Light, Energy, and Electrons Chapter Test
Excited/Ground State
Ground State
Lowest energy state
This means that e- are found in shells closer to the nucleus
n =1
Excited State
Higher potential energy of an atom
n = 2 or higher
A form of heat, light, electrical, or mechanical energy is needed to go from the ground to an excited state
As electrons increase in energy, they move away from the nucleus and into outer shells
Absorption/Emission
Absorption (take in)
Energy moves electrons from a ground state to a higher energy state
Heat, light, electrical, chemical mechanical energy
Emission (give off)
Lets electrons fall back down to a lower energy state
Usually light
Energy must be absorbed for an electron to move to a higher state (one with a higher n value)
Energy is emitted when the electron moves to an orbit of lower energy (one with a lower n value)

Record excerpts:

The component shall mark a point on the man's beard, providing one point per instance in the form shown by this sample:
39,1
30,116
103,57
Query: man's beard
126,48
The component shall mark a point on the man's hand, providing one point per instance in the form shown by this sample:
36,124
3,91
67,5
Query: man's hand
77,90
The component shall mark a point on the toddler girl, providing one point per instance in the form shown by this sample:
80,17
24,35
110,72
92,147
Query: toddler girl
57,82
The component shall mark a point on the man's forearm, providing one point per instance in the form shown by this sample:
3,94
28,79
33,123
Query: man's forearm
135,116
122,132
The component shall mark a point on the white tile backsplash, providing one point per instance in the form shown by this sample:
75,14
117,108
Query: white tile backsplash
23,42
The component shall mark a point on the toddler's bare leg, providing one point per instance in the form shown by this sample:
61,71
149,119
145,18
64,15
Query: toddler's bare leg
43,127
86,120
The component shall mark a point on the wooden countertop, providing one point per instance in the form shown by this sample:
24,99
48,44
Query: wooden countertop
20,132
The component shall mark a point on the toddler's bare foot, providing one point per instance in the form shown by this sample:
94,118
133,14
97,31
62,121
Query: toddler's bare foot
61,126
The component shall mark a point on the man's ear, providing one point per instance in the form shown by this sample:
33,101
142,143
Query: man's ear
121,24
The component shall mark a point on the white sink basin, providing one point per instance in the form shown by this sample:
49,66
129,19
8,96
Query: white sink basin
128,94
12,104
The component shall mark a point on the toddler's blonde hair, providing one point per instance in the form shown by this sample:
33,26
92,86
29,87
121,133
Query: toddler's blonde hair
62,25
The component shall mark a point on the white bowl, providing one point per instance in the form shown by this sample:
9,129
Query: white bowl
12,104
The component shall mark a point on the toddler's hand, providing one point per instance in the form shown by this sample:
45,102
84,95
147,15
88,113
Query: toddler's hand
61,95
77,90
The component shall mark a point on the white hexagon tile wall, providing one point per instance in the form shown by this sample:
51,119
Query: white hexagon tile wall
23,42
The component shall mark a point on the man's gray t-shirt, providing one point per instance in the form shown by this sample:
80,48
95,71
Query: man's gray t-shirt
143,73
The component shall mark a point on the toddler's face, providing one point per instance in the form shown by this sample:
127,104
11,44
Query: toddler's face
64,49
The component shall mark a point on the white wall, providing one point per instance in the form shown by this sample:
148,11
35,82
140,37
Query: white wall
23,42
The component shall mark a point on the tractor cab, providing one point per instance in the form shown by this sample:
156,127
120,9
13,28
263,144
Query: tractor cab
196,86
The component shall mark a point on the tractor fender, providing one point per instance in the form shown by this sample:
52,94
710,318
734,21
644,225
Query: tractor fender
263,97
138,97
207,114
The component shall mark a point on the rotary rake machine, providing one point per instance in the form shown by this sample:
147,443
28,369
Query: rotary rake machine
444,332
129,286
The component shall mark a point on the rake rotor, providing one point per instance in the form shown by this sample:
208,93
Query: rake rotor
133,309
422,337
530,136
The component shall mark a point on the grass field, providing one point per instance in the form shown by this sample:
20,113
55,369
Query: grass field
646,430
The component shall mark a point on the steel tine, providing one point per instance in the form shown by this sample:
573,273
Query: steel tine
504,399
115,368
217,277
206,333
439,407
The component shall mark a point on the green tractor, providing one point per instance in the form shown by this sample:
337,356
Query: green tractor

To be done:
Can you quote the light, energy, and electrons notes in full, word for word? The lines have nothing to do with the notes on light, energy, and electrons.

Result:
Light, Energy, and Electrons Chapter Test
Excited/Ground State
Ground State
Lowest energy state
This means that e- are found in shells closer to the nucleus
n =1
Excited State
Higher potential energy of an atom
n = 2 or higher
A form of heat, light, electrical, or mechanical energy is needed to go from the ground to an excited state
As electrons increase in energy, they move away from the nucleus and into outer shells
Absorption/Emission
Absorption (take in)
Energy moves electrons from a ground state to a higher energy state
Heat, light, electrical, chemical mechanical energy
Emission (give off)
Lets electrons fall back down to a lower energy state
Usually light
Energy must be absorbed for an electron to move to a higher state (one with a higher n value)
Energy is emitted when the electron moves to an orbit of lower energy (one with a lower n value)